:: Materials provided ::
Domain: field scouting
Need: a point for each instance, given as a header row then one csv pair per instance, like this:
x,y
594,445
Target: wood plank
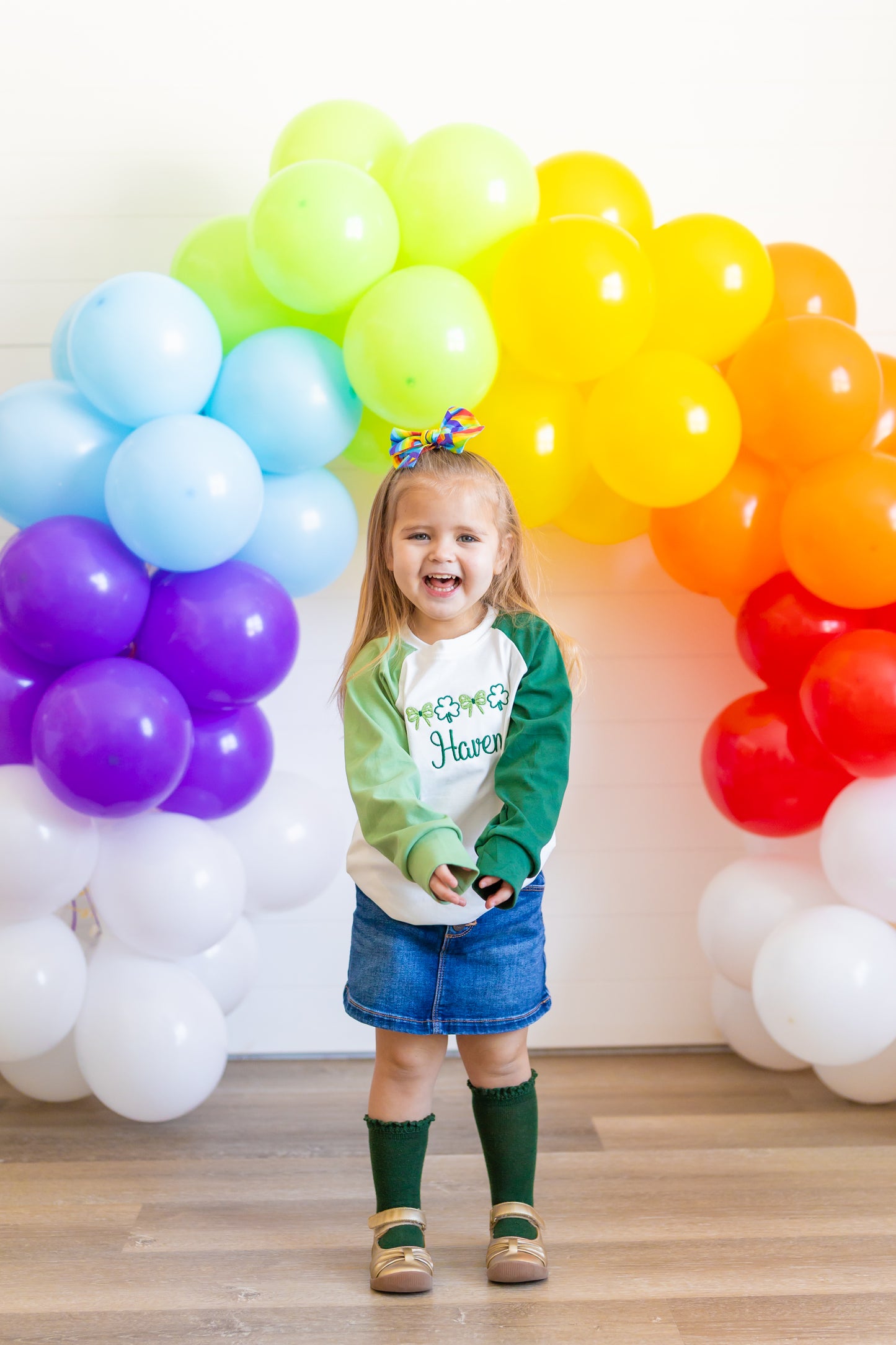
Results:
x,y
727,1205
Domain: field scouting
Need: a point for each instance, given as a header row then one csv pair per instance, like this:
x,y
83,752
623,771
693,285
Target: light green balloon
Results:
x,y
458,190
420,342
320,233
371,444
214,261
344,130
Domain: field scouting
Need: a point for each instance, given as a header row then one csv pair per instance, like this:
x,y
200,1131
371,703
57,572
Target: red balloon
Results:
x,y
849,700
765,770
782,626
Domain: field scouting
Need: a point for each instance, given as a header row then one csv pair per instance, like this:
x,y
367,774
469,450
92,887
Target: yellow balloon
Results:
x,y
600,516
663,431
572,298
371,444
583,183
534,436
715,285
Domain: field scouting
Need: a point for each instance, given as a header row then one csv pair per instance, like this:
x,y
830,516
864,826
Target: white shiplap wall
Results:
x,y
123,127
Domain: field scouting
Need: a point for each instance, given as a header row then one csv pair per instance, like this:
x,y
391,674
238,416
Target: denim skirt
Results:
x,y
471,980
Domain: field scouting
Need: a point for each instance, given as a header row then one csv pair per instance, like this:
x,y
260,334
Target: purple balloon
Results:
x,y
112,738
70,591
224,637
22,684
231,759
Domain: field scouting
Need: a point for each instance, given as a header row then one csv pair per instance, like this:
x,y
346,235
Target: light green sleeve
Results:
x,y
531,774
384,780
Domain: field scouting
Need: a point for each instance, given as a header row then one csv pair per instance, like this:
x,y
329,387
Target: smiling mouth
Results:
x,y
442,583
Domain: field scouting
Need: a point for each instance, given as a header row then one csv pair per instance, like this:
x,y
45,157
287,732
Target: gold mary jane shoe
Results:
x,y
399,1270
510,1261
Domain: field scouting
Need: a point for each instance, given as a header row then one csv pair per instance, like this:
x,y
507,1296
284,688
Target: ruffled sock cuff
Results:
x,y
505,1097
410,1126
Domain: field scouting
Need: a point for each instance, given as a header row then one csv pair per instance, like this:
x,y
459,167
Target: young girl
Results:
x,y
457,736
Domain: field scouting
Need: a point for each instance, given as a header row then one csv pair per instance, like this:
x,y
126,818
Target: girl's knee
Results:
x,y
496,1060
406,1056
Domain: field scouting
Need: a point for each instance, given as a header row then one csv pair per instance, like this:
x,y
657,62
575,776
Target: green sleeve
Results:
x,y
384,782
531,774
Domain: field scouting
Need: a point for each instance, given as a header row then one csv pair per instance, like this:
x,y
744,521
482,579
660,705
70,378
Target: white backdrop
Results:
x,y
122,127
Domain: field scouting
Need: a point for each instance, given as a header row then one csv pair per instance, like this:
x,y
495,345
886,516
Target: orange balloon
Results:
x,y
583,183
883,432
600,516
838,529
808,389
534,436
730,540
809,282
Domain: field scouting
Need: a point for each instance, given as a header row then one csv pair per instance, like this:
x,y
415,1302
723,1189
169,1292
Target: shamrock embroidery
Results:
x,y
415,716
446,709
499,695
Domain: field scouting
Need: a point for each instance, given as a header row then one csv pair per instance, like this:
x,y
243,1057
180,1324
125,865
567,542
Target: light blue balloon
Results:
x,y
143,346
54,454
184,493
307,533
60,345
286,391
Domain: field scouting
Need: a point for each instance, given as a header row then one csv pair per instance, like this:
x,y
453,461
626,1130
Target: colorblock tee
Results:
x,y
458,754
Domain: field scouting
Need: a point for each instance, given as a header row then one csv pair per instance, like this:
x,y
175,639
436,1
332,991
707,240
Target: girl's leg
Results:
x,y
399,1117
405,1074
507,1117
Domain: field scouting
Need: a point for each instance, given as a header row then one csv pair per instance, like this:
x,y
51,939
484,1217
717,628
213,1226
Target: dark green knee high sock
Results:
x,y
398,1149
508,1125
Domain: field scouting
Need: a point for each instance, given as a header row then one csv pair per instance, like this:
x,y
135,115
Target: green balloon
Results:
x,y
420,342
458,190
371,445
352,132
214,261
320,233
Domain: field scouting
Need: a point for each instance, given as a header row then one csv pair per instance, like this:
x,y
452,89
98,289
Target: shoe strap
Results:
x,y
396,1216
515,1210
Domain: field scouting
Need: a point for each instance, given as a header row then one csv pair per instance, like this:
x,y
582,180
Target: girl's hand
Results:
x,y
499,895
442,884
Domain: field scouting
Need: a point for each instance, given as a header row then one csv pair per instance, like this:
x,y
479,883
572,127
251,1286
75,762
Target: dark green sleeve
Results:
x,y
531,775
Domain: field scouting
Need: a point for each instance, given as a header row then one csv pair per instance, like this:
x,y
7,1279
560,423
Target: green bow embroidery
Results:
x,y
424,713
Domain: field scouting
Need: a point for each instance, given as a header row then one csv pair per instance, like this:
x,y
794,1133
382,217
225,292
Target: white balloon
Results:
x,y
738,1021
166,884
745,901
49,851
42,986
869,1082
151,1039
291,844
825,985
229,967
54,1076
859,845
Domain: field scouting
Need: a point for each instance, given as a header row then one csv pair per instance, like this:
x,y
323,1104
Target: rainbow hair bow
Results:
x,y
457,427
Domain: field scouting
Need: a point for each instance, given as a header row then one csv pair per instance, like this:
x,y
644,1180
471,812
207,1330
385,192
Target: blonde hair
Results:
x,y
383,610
:::
--- Work task ---
Retype everything in the entries above exactly. The pictures are to be omitted.

--- Answer below ---
Domain: field scouting
Need: a point for each instance, given as a header row then one csv pair per instance, like this:
x,y
594,445
Target: wood plank
Results:
x,y
727,1205
Domain: field scouting
Need: a point for each instance, given as a header row then one csv pair per instance, like this:
x,y
83,752
623,771
693,285
Target: light green balloon
Results:
x,y
458,190
420,342
320,233
371,444
214,261
344,130
Domain: field scouting
Need: a point for each instance, given as a header row then one csv pair per instance, like this:
x,y
200,1131
371,703
57,572
Target: red balloon
Results:
x,y
849,700
765,770
782,626
Domain: field scouting
Need: a point for each instance, given as a header row then one csv pair per instance, like this:
x,y
367,774
469,450
92,887
Target: yellow balloon
Results:
x,y
600,516
663,431
572,298
371,444
583,183
534,436
715,285
Domain: field scouting
Need: a point for each instance, given as a header row then one csv pair per instance, like this:
x,y
830,516
864,826
Target: white shiplap wall
Results:
x,y
123,127
Domain: field scouting
Need: a point for each instance, given as a header row then one csv pair per instance, like this:
x,y
391,674
238,416
Target: denim skirt
Results:
x,y
471,980
Domain: field scouting
Need: a point for each instance, given as a header row then one csv pair per instance, like this:
x,y
260,334
Target: purple balloon
Results:
x,y
112,738
70,591
224,637
22,684
231,759
Domain: field scouting
Need: a point for each instance, given as a header row then one csv pair per instance, like this:
x,y
346,235
Target: light green sleeve
Results:
x,y
531,774
384,780
Domain: field scouting
Need: a point for each instance, given as a header row then one csv pair per instance, like this:
x,y
329,387
Target: smiling mouth
Results:
x,y
442,583
Domain: field scouting
Need: a point for each instance, given as a header row then one csv pair per instance, like this:
x,y
45,157
287,732
Target: gold mary jane shoe
Results:
x,y
399,1270
510,1261
Domain: field scouting
Need: a point for each instance, given as a header row then one csv pair per instance, like this:
x,y
507,1296
284,688
Target: ruffled sock cuff
Results:
x,y
505,1097
410,1126
Domain: field scouting
Need: a point for each instance, given as a header row then one csv pair per instance, like this:
x,y
459,167
Target: young girl
Results:
x,y
457,736
Domain: field scouting
Need: a point for each instance, given as a header row then one csv pair per instance, like this:
x,y
126,818
Target: girl's knee
Results:
x,y
496,1060
406,1056
Domain: field scouting
Need: a point for each instance, given as a header row then one csv pair per instance, like this:
x,y
657,62
575,776
Target: green sleeve
Results:
x,y
384,782
531,774
Domain: field scouting
Need: a point for each instance, given as a header row then one csv pair per instance, like this:
x,y
744,521
482,579
660,705
70,378
Target: white backdrop
Results:
x,y
122,127
Domain: field scouting
Need: a point for each instance, given as a header row then one csv pair per instance, like this:
x,y
495,345
886,516
Target: orange balloon
Results:
x,y
583,183
883,432
600,516
838,529
808,389
534,436
730,540
809,282
Domain: field scouting
Need: a point for each instance, given as a header row then one csv pair per instance, like this:
x,y
415,1302
723,1189
169,1292
Target: shamrock embroidery
Results:
x,y
415,716
446,709
499,695
Domain: field scouting
Need: a point for each instance, given as a header row then one csv pair per instance, like this:
x,y
243,1057
180,1324
125,865
567,542
Target: light blue balloon
Results:
x,y
143,346
54,454
184,493
307,533
60,345
286,391
Domain: field scouting
Need: a point for each instance, given as a header row then one csv pair per instance, like this:
x,y
453,461
626,1130
Target: colorblock tee
Results:
x,y
458,754
Domain: field scouting
Need: a point for each instance, given as a header row then one csv pair per instance, like this:
x,y
175,639
436,1
332,991
707,240
Target: girl's leg
Results:
x,y
399,1117
405,1074
507,1117
Domain: field scouting
Need: a point for each instance, given as a header row then one csv pair per instance, like this:
x,y
51,939
484,1217
717,628
213,1226
Target: dark green knee high sock
Results:
x,y
398,1149
508,1125
Domain: field scouting
Need: a point for each instance, given as a header row then one csv pair per instance, like this:
x,y
135,115
Target: green balloon
Results:
x,y
420,342
458,190
371,445
352,132
214,261
320,233
Domain: field scouting
Need: a point for each instance, given as a header row then one csv pair per instance, like this:
x,y
452,89
98,289
Target: shoe strap
Results:
x,y
396,1216
515,1210
Domain: field scouting
Need: a point for each instance, given as a header row then one csv pair per instance, like this:
x,y
582,180
Target: girl's hand
Results:
x,y
499,895
442,884
Domain: field scouting
Need: a point for each instance, given as a header row then one csv pair per instance, like this:
x,y
479,883
572,127
251,1286
75,762
Target: dark green sleeve
Results:
x,y
531,775
Domain: field scouting
Need: a point for each instance, given as a header row then one csv pair per instance, like this:
x,y
7,1279
560,423
Target: green bow embroidery
Results:
x,y
424,713
Domain: field scouting
Need: a point for each instance, given as a header row then one csv pair per instance, like this:
x,y
794,1133
382,217
225,292
Target: white balloon
Results:
x,y
738,1021
166,884
745,901
49,851
42,986
869,1082
151,1039
291,844
825,985
229,967
54,1076
859,845
Domain: field scouting
Need: a point for each instance, given as a header row then one csv pair per instance, like this:
x,y
323,1104
Target: rainbow hair bow
Results:
x,y
457,427
Domain: field scouting
Need: a point for each instance, given as a header row then one csv pair per instance, like this:
x,y
644,1180
471,812
207,1330
385,192
Target: blonde hair
Results:
x,y
383,610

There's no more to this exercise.